Turn the lines of the records from the line with "Trace the outline of every instance of the station" through the end of the records into a JSON list of strings, one string per line, leaving out blank lines.
--- Begin Materials provided ---
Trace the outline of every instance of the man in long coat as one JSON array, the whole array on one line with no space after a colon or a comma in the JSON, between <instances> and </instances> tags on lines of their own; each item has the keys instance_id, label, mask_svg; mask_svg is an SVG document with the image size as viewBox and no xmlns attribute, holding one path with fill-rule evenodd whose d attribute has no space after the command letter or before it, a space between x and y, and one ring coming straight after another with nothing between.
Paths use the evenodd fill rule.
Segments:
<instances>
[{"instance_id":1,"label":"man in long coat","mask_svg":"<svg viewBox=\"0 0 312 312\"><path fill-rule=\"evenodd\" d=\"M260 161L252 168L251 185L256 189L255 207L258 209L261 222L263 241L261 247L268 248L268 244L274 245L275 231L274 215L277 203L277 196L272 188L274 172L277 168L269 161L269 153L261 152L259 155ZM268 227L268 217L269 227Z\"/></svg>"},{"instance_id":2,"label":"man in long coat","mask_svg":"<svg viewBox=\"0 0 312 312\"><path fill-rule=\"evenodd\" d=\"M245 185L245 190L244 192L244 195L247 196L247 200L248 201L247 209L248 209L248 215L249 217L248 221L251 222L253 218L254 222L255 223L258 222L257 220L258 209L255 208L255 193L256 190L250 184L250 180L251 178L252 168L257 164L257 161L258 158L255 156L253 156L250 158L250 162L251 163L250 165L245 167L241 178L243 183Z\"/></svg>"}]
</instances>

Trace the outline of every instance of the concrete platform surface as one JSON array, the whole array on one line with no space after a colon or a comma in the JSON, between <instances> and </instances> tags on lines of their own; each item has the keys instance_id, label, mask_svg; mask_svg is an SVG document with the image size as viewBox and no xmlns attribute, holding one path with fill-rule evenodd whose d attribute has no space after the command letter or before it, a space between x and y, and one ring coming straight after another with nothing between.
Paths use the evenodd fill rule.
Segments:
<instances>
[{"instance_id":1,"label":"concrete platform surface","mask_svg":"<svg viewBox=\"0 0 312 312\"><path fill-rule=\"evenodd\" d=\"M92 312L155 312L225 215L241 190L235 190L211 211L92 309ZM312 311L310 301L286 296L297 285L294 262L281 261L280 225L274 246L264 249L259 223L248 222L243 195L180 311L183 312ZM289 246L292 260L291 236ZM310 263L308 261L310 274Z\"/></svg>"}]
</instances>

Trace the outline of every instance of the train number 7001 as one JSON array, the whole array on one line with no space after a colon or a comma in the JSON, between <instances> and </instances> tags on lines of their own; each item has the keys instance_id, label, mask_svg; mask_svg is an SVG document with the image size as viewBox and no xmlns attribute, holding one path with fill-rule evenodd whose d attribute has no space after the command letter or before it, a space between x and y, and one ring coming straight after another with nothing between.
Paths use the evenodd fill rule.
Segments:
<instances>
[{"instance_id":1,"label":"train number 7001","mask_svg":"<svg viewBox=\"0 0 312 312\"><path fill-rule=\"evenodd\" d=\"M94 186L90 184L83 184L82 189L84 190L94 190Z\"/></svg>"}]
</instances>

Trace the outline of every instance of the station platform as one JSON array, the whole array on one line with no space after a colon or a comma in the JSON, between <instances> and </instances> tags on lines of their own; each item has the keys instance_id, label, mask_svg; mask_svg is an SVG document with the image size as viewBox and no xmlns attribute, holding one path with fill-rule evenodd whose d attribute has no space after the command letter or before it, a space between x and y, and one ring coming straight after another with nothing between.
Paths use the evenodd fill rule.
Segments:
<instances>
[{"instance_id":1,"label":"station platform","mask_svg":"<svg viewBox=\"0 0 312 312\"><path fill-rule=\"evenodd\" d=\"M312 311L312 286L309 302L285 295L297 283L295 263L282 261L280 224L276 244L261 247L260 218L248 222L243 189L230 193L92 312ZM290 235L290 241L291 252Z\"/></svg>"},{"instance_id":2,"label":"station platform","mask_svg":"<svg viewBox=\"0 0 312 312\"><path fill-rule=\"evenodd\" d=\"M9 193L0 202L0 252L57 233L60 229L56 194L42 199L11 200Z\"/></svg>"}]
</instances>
--- End Materials provided ---
| The solution |
[
  "Trace the outline of every instance of the station platform as one JSON array, the whole array on one line with no space after a colon or a comma in the JSON, between <instances> and </instances> tags on lines of their own; each item has the keys instance_id, label, mask_svg; mask_svg is an SVG document with the image size as viewBox and no xmlns attribute, holding one path with fill-rule evenodd whose d attribute has no space after the command letter or before it, a space between x and y, and one ring coming straight after another with nothing between.",
  "Paths use the evenodd fill rule.",
  "Segments:",
  "<instances>",
  "[{\"instance_id\":1,\"label\":\"station platform\",\"mask_svg\":\"<svg viewBox=\\\"0 0 312 312\\\"><path fill-rule=\\\"evenodd\\\" d=\\\"M312 311L312 286L309 302L285 295L297 283L295 263L282 261L280 224L276 244L261 247L260 218L248 222L243 189L230 193L92 312ZM290 235L290 241L291 252Z\\\"/></svg>\"},{\"instance_id\":2,\"label\":\"station platform\",\"mask_svg\":\"<svg viewBox=\\\"0 0 312 312\\\"><path fill-rule=\\\"evenodd\\\" d=\\\"M9 193L0 202L0 252L57 233L60 229L56 194L42 199L11 200Z\\\"/></svg>\"}]",
  "</instances>"
]